▸ **Extrahierter Text**:
* * *

An dieser Frage haben Lohmann und sein Team einige Jahre gearbeitet, ehe die ersten praktischen Lösungen herauskamen. Deren Grundidee: nutzen statt besitzen. Die Musikindustrie dient als Vorbild. Kaum jemand kauft heute noch CDs, Streaming hat sich durchgesetzt. Das ist zwar nicht direkt auf die Transportbranche übertragbar, denn solange Produkte nicht gebeamt werden können, müssen sie physisch von A nach B kommen und das möglichst sicher. Allsafe-Produkte braucht es also weiterhin, aber sie sollen extrem lang halten.
Wenn der Verkauf von immer mehr produzierten Gütern also nicht mehr für Umsatz sorgt, braucht es ein anderes Geschäftsmodell. Das besteht aus Mieten und Reparieren und soll sich mit Software, Sensorik und künstlicher Intelligenz immer weiter verselbständigen. Sein System der Kreislaufwirtschaft nennt Lohmann „Blueserve“, in Anspielung auf den „Bluetooth“-Standard. Er kann es sich weit über das eigene Unternehmen hinaus vorstellen. Teilen ist ohnehin kein Problem für den Unternehmer. Sein privat genutztes Dienstauto hat er schon vor Jahren abgegeben und teilt sich die Elektroflotte nun mit seinen Mitarbeitenden.
Energie aus Enttäuschung
Damit die Wirtschaft sich ändert, muss einer anfangen und vorausgehen, meint Lohmann, der diese Pionierrolle gern übernimmt: „Ich sehe die Dinge, die in fünf bis zehn Jahren kommen.“ Beispiel New Work: Bei Allsafe arbeitete man schon agil, als die meisten den Begriff noch nicht mal kannten. Beispiel China: Allsafe hat Anfang der Nullerjahre seine Lieferketten umgestellt und ist längst unabhängig von China. Und die Kreislaufwirtschaft beschäftigt Lohmann nicht erst, seitdem Klimawandel und Zeitenwende die Schlagzeilen dominieren.
„Ich sehe die Dinge, die in fünf bis zehn Jahren kommen.“
Detlef Lohmann, Unternehmer & Buchautor
„Sparsames Wirtschaften war schon immer meine Idee“, sagt er. Im Betrieb hat er sich für teures, langlebiges Mobiliar und immer wieder variabel verwendbare Trennwände entschieden. Privat lebt er genauso: „Wir sind als Familie nicht konsumorientiert.“ Die Möbel, die seine Frau und er vor vierzig Jahren gekauft hatten, haben sie heute noch. An den wachsenden Sperrmüllhaufen in der Nachbarschaft beobachten sie verwundert, wie Dinge, die für dauerhaften Gebrauch entwickelt wurden, zu Konsumgütern werden und als Wohlstandsmüll auf der Straße landen.

* * *

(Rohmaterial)
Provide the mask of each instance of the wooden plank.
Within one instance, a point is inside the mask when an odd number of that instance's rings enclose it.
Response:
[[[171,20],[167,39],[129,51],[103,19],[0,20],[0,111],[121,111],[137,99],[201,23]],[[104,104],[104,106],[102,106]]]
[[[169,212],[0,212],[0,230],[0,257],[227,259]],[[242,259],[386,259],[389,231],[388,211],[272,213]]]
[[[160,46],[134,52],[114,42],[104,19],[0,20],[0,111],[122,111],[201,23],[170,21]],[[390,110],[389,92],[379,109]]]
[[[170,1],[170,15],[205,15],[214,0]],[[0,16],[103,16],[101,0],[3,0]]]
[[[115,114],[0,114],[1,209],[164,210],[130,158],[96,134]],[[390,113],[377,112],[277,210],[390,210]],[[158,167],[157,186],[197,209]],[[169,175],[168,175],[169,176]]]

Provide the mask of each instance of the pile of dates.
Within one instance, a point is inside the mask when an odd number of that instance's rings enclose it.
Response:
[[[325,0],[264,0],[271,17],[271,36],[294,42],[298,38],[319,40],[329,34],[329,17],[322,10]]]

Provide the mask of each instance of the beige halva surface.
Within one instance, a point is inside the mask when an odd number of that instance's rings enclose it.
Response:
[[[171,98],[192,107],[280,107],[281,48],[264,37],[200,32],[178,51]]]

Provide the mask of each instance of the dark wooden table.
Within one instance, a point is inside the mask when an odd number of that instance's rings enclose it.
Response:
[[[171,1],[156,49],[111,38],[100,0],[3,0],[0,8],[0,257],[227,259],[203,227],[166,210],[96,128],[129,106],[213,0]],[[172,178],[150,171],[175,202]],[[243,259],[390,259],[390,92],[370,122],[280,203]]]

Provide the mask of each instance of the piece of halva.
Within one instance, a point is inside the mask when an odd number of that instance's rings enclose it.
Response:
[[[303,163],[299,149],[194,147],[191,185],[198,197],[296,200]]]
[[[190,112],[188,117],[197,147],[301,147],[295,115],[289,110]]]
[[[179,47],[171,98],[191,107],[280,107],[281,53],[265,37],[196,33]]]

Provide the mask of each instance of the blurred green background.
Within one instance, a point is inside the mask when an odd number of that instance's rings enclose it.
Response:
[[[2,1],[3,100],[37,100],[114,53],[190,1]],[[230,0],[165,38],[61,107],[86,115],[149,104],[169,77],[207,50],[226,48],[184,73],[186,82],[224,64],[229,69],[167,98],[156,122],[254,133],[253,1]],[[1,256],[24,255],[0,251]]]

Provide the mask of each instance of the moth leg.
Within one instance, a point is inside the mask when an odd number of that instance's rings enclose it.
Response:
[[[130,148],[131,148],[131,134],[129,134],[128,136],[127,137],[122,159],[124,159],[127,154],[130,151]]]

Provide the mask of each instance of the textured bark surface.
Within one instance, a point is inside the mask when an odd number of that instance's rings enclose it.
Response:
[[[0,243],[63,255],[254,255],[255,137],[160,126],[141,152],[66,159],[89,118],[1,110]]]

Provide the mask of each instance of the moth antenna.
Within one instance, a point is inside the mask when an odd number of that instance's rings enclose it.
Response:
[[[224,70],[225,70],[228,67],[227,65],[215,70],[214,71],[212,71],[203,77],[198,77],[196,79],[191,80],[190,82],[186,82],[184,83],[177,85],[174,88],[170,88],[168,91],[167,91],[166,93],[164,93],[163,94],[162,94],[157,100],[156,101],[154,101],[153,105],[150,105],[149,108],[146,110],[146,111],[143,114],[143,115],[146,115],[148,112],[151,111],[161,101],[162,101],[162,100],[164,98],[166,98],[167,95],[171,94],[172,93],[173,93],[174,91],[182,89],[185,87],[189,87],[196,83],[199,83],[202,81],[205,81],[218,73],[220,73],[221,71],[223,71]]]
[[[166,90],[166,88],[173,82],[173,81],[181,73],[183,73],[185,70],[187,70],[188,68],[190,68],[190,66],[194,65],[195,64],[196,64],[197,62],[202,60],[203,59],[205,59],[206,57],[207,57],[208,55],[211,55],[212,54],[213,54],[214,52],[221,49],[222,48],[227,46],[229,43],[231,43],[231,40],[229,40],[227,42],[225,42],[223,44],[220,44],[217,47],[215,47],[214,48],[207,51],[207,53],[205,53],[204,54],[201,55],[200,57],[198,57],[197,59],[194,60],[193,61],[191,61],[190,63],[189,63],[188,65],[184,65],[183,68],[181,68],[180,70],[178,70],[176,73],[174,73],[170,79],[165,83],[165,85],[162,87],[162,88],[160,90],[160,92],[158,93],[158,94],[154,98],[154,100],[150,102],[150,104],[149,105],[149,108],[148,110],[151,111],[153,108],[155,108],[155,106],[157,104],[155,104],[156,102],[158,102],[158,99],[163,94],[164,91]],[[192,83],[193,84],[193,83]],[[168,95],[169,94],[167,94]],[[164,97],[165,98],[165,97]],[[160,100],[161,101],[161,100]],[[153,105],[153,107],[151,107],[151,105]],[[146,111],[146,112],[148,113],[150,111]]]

* * *

▸ **Arbeitsanweisungen**:
(1) Welchen Namen gibt Lohmann laut dem Text über Allsafe seinem System der Kreislaufwirtschaft?
(2) Mit welchen Mitteln soll sich das neue Geschäftsmodell laut dem Text über Allsafe immer weiter verselbständigen? Nenne alle.
(3) Führe den Text über Allsafe im gleichen Stil ab seinem letzten Satz weiter.

▸ **Antworten je Aufgabe**:
(1) Er nennt es „Blueserve“.

(2)
- Software
- Sensorik
- künstliche Intelligenz

(3)
Sparsamkeit lernte er früh. Lohmann hat mithilfe von Bafög Maschinenbau und Fahrzeugtechnik studiert. Die ersten 15 Jahre seines Berufslebens arbeitete er in der Automobilindustrie, kam dort aber mit seinen Ideen nicht an. „Ich war ein schwieriger Mitarbeiter für meine Chefs. Deshalb bin ich auch nie befördert worden.“ Bei einer Auslandstätigkeit verdiente er allerdings genug Geld, um sich 1999 in den Engener Hersteller von Sicherungstechnik, der damals noch Jungfalk hieß, einkaufen zu können. Die Familie kratzte alle Ersparnisse zusammen, verkaufte das Reihenhaus in Stuttgart und zog zunächst in eine Mietwohnung in Engen.
Das Wagnis zahlte sich aus – aber erst mittelfristig. Zunächst eckte der Quergeist auch an neuer Wirkungsstätte an. Nicht bei den Mitarbeitenden, das ist ihm wichtig zu betonen, aber beim Mehrheitsgesellschafter. Mit der Folge, dass dieser Lohmann seinerseits ärgerte und 2004 die Anteile nicht ihm, sondern einem schwedischen Konkurrenten verkaufte. Der gescheiterte Management-Buy-out konfrontierte ihn mit der brutalen Form des Kapitalismus: Wenn der Preis stimmt, spielt die Ethik keine so große Rolle.
Das stachelte Lohmanns Trotz („Nichts gibt mehr Klarheit als ein klares Feindbild“) an. Seine Reaktion: Er richtete das Unternehmen 180 Grad konträr zur Konzernstrategie aus. So freundlich und entspannt, wie er heute über diese Zeit erzählt, kann man sich kaum vorstellen, was für ein Hitzkopf er wohl gewesen sein muss: „Ich kann schon richtig böse, unangenehm und gemein sein.“ Rückblickend sei es aber so, wie es gekommen ist, genau richtig gewesen. Denn erst die Enttäuschung habe die Energie für Neues freigesetzt. „Meine Lebensleistung wäre ohne diese Niederlage nicht möglich gewesen“, sagt Lohmann.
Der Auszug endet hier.